▶ **Page extract**
__________

I’ll add to that: Whatever some tarot reader or TikTok psychic says definitely does not matter. Idk what fs means but I’m guessing something like a twin flame and that is especially 1000% bullshit.
The spiritual community has created an incredible amount of false narratives to make excuses and blame outside forces for why things aren’t going their way. None of it is real. Seriously forget everything you learned about fate, karma, astrology, or anything else that’s saying something else is in control. Reality is an illusion. YOU are in control.
You don’t have to identify with any old bullshit anymore. Stop repeating the old story and think about what you do want. You can have literally ANYTHING! You say you don’t know what you want, ok, but you know what you don’t want, right?
I don’t want to work -> I want to live in a reality where I don’t have to work.
There, you just figured out something you want! It’s that simple.
I totally agree that this society is a horrific shitshow and I don’t want to be aware of it anymore either. But it’s just one version of reality available. It’s not the only reality and it’s not the original reality. You don’t have to be aware of it anymore if you don’t want to be.

__________

▶ **Listed entries**
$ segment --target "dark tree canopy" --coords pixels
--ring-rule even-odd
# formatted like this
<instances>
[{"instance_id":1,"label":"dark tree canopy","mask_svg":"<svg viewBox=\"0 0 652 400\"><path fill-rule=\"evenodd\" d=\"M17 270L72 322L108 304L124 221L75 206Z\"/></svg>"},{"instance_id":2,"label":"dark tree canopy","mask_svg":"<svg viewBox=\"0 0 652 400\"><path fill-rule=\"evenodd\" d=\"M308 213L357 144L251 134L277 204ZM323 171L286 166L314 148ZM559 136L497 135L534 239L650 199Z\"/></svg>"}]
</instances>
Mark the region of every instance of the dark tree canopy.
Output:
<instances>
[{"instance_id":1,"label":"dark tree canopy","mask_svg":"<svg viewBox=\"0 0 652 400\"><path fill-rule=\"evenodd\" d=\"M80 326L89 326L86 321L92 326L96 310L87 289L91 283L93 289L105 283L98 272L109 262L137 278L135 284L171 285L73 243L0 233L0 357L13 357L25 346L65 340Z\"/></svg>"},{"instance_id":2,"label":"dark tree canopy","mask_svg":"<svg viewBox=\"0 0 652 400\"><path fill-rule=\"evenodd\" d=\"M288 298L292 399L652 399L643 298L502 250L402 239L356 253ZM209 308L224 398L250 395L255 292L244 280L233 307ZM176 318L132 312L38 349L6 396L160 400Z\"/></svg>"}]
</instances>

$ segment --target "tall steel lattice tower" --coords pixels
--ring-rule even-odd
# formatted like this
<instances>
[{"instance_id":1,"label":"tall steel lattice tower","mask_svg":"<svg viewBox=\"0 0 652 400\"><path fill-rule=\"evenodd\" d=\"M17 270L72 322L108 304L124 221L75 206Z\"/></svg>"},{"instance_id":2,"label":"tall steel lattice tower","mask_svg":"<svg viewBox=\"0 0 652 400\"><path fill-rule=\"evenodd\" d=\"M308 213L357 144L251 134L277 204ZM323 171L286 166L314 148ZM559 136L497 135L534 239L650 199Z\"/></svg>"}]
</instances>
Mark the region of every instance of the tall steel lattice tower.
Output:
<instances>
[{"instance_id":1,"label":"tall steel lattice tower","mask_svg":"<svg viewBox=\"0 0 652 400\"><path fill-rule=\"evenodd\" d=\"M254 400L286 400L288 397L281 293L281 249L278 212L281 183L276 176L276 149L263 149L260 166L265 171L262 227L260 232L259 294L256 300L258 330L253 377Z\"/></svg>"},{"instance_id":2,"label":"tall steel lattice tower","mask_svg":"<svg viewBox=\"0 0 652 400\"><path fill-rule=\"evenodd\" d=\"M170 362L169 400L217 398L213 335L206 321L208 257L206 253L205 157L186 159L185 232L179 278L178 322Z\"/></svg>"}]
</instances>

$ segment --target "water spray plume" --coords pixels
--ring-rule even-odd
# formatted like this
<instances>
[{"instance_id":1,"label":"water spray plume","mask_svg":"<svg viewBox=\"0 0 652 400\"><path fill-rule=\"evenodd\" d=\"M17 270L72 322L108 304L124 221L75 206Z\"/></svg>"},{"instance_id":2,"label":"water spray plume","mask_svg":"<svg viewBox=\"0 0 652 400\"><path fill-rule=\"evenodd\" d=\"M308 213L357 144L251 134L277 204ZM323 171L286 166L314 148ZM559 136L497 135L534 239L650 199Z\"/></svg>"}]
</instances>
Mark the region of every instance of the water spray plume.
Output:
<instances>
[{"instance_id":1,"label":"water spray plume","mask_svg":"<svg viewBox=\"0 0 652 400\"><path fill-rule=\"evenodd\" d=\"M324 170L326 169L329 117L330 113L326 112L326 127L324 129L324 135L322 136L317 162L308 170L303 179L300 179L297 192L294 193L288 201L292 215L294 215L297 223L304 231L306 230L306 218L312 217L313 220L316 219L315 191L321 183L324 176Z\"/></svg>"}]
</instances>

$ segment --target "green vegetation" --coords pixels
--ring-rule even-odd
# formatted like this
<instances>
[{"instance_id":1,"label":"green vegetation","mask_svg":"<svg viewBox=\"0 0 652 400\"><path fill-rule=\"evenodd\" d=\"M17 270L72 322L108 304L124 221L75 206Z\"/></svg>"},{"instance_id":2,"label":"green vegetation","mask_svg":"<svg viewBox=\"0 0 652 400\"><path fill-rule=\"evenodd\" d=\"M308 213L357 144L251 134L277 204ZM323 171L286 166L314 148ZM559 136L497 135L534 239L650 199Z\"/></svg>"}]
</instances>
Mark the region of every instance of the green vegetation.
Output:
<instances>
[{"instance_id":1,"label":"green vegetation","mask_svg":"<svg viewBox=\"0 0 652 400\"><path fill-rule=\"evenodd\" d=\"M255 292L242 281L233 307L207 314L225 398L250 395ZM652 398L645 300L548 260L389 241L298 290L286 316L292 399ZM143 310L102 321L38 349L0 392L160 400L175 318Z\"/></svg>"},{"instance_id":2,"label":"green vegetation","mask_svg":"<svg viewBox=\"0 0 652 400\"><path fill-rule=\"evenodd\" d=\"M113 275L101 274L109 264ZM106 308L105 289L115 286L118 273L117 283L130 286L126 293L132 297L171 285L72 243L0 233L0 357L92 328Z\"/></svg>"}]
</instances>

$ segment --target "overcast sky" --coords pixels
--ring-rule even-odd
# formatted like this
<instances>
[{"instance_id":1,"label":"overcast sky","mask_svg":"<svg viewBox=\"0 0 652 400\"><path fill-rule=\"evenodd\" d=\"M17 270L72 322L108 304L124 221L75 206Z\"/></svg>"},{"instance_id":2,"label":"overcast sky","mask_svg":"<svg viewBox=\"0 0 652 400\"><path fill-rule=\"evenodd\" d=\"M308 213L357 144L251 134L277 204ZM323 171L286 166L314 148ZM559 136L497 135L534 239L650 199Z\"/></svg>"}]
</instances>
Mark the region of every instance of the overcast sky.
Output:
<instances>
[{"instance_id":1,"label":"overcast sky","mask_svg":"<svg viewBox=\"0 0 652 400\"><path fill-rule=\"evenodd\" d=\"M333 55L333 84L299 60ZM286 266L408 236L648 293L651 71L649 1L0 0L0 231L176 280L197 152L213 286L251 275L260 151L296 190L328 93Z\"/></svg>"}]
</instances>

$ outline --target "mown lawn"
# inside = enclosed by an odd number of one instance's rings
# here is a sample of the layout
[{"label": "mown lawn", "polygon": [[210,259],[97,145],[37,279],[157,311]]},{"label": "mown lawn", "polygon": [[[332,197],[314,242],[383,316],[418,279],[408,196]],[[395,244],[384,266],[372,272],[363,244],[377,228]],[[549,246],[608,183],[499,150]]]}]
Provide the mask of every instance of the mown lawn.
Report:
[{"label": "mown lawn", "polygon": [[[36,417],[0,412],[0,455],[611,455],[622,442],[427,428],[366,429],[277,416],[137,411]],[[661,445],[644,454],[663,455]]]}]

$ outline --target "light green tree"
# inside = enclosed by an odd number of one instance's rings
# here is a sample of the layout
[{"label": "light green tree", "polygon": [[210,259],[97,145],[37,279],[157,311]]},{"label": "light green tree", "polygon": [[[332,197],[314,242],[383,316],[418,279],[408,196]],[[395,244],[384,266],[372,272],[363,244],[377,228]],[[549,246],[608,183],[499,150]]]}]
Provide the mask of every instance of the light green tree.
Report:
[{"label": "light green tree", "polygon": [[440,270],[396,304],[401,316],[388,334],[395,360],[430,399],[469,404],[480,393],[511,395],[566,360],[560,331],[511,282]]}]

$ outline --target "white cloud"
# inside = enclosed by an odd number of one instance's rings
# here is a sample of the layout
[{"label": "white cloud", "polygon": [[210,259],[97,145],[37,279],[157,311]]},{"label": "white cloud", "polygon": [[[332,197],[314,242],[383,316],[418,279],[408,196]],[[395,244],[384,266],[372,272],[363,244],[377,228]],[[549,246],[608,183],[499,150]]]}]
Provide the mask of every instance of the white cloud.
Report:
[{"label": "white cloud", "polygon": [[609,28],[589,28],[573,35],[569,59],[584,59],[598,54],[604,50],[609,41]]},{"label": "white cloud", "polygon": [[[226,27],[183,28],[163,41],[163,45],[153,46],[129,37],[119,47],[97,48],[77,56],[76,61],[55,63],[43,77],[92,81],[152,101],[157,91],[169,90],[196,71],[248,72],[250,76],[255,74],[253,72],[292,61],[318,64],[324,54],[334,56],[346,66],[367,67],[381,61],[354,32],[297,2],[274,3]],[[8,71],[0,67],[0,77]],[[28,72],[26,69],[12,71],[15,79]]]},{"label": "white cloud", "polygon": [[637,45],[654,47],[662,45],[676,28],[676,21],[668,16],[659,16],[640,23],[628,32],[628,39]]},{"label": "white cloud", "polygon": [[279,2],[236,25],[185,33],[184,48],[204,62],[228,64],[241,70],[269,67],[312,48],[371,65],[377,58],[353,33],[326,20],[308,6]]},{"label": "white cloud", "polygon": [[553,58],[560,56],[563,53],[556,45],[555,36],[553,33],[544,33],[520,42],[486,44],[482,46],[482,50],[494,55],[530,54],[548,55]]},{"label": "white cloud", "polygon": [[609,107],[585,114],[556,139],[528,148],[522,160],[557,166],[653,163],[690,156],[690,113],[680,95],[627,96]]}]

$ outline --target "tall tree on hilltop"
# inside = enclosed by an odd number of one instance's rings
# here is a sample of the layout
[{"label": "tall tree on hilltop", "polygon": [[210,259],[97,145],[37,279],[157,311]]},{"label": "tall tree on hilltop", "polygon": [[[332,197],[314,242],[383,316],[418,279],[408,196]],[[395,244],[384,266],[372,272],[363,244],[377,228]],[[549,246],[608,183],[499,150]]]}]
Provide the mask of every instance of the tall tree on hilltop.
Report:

__________

▶ **Tasks to complete**
[1] Which specific things does the extract on reality and control tell the reader to forget everything they learned about?
[2] Pull out every line in the listing that contains the word "region".

▶ **Worked solutions**
[1] fate, karma, astrology

[2]
Mark the region of every instance of the dark tree canopy.
Mark the region of every instance of the tall steel lattice tower.
Mark the region of every instance of the water spray plume.
Mark the region of every instance of the green vegetation.
Mark the region of every instance of the overcast sky.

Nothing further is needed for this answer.